[Stored data]
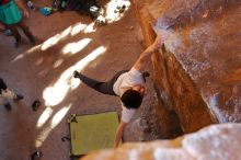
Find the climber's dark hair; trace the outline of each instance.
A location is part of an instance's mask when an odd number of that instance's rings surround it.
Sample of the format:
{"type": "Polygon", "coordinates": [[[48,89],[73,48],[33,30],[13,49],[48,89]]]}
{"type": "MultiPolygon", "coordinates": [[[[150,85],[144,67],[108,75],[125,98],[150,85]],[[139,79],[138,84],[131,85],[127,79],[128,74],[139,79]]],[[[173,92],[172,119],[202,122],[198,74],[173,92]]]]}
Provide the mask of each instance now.
{"type": "Polygon", "coordinates": [[[142,102],[142,96],[135,90],[127,90],[120,98],[127,108],[138,108],[142,102]]]}

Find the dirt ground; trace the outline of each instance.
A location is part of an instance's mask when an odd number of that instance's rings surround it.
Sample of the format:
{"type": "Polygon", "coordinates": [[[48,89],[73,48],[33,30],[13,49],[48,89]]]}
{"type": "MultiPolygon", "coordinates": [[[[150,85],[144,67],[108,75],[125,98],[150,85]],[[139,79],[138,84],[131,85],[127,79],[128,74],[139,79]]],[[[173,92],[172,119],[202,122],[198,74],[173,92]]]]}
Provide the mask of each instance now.
{"type": "MultiPolygon", "coordinates": [[[[129,69],[144,49],[137,39],[138,24],[131,8],[119,21],[93,28],[90,18],[70,11],[50,16],[32,11],[26,23],[37,37],[36,46],[23,36],[15,49],[13,38],[0,34],[0,77],[25,95],[12,103],[11,112],[0,108],[0,159],[26,160],[38,147],[42,160],[66,160],[70,146],[61,137],[68,135],[70,114],[120,111],[118,99],[78,81],[68,83],[71,72],[79,69],[104,81],[129,69]],[[43,103],[37,112],[31,107],[35,99],[43,103]]],[[[141,140],[137,137],[127,134],[126,139],[141,140]]]]}

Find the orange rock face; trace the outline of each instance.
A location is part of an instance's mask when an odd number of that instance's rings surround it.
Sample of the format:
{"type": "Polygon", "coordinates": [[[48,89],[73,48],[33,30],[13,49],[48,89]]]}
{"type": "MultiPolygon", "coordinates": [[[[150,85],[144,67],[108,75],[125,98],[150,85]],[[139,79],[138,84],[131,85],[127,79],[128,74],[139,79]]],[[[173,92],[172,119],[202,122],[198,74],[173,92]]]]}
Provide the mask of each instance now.
{"type": "Polygon", "coordinates": [[[192,133],[213,123],[240,122],[240,1],[144,0],[134,4],[147,44],[154,32],[165,37],[167,52],[152,58],[160,133],[167,129],[173,135],[176,124],[183,133],[192,133]],[[163,128],[167,119],[174,125],[163,128]]]}
{"type": "Polygon", "coordinates": [[[117,149],[95,151],[82,160],[238,160],[240,132],[240,124],[214,125],[174,140],[125,144],[117,149]]]}

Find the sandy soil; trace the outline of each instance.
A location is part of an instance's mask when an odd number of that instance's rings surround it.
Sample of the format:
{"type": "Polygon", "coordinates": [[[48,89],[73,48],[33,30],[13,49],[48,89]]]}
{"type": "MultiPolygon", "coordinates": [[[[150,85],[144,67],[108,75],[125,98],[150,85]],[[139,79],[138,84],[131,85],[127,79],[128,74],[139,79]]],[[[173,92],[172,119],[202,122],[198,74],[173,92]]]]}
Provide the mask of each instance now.
{"type": "MultiPolygon", "coordinates": [[[[100,47],[106,50],[87,62],[82,68],[85,75],[104,81],[118,70],[129,69],[142,50],[137,41],[138,25],[133,10],[128,10],[118,22],[93,26],[94,31],[90,33],[79,27],[76,35],[72,28],[91,24],[90,18],[70,11],[50,16],[31,12],[26,23],[42,46],[33,47],[23,37],[21,47],[15,49],[12,37],[0,35],[0,77],[9,88],[25,95],[24,101],[13,103],[11,112],[0,108],[0,159],[26,160],[39,146],[44,153],[42,160],[66,160],[70,146],[60,139],[68,135],[66,119],[70,114],[120,110],[118,99],[100,94],[83,84],[78,88],[66,85],[65,80],[69,79],[73,69],[81,69],[88,55],[93,55],[93,50],[100,47]],[[49,38],[55,43],[46,47],[49,38]],[[74,46],[81,46],[81,42],[88,45],[74,49],[74,46]],[[68,46],[73,46],[72,50],[68,46]],[[43,105],[33,112],[31,104],[35,99],[53,105],[43,105]],[[47,118],[43,119],[46,115],[47,118]]],[[[126,139],[141,140],[130,134],[127,134],[126,139]]]]}

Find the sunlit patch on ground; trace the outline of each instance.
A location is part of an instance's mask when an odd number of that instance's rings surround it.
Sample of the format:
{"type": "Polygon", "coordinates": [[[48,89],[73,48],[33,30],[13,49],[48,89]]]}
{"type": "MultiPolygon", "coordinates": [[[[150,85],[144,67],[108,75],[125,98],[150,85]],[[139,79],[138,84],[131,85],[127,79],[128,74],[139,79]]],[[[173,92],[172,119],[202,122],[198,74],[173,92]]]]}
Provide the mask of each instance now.
{"type": "Polygon", "coordinates": [[[101,46],[78,61],[76,65],[64,71],[55,84],[44,90],[43,98],[45,100],[45,105],[58,105],[66,98],[67,93],[76,89],[80,83],[78,80],[72,79],[73,71],[82,70],[85,66],[88,66],[89,62],[93,61],[105,52],[106,48],[101,46]]]}
{"type": "Polygon", "coordinates": [[[61,53],[64,55],[67,55],[67,54],[76,54],[76,53],[79,53],[80,50],[82,50],[89,43],[91,42],[90,38],[83,38],[83,39],[80,39],[79,42],[74,42],[74,43],[69,43],[67,44],[64,49],[61,50],[61,53]]]}
{"type": "Polygon", "coordinates": [[[30,48],[26,53],[18,55],[11,62],[15,62],[20,59],[23,59],[25,56],[31,55],[37,50],[42,50],[42,52],[47,50],[48,48],[57,45],[60,41],[64,41],[69,36],[74,36],[81,32],[82,33],[92,33],[95,31],[96,31],[96,28],[94,27],[94,23],[83,24],[83,23],[79,22],[74,25],[67,27],[64,32],[58,33],[55,36],[48,38],[43,44],[34,46],[34,47],[30,48]]]}
{"type": "MultiPolygon", "coordinates": [[[[35,147],[36,148],[39,148],[42,145],[43,145],[43,142],[45,141],[45,139],[48,137],[48,135],[50,134],[50,132],[61,122],[61,119],[66,116],[66,114],[68,113],[68,111],[70,110],[70,107],[71,107],[71,105],[72,104],[69,104],[69,105],[67,105],[67,106],[64,106],[60,111],[58,111],[55,115],[54,115],[54,117],[51,118],[51,122],[50,122],[50,124],[47,126],[47,127],[45,127],[44,129],[43,129],[43,132],[37,136],[37,138],[36,138],[36,140],[35,140],[35,147]]],[[[39,127],[39,126],[43,126],[44,125],[44,123],[46,123],[46,121],[49,118],[49,114],[45,114],[45,113],[47,113],[48,111],[51,111],[51,110],[49,110],[49,107],[47,107],[46,108],[46,111],[42,114],[42,119],[44,119],[44,121],[42,121],[42,122],[39,122],[38,121],[38,126],[37,127],[39,127]],[[45,117],[46,116],[46,117],[45,117]]],[[[53,112],[53,111],[51,111],[53,112]]],[[[50,113],[51,113],[50,112],[50,113]]]]}

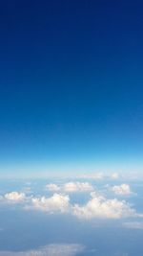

## Instructions for the task
Pick out each line in the listing above that contains the word "Find", and copy those lines. Letter case counts.

## Exercise solution
Find the climber's dark hair; trace the outline of each instance.
Find the dirt ground; trace the outline of each instance.
Find the orange rock face; trace the outline of each instance.
Find the sandy soil; trace the outline of each instance.
Find the sunlit patch on ground; trace the outline of each instance.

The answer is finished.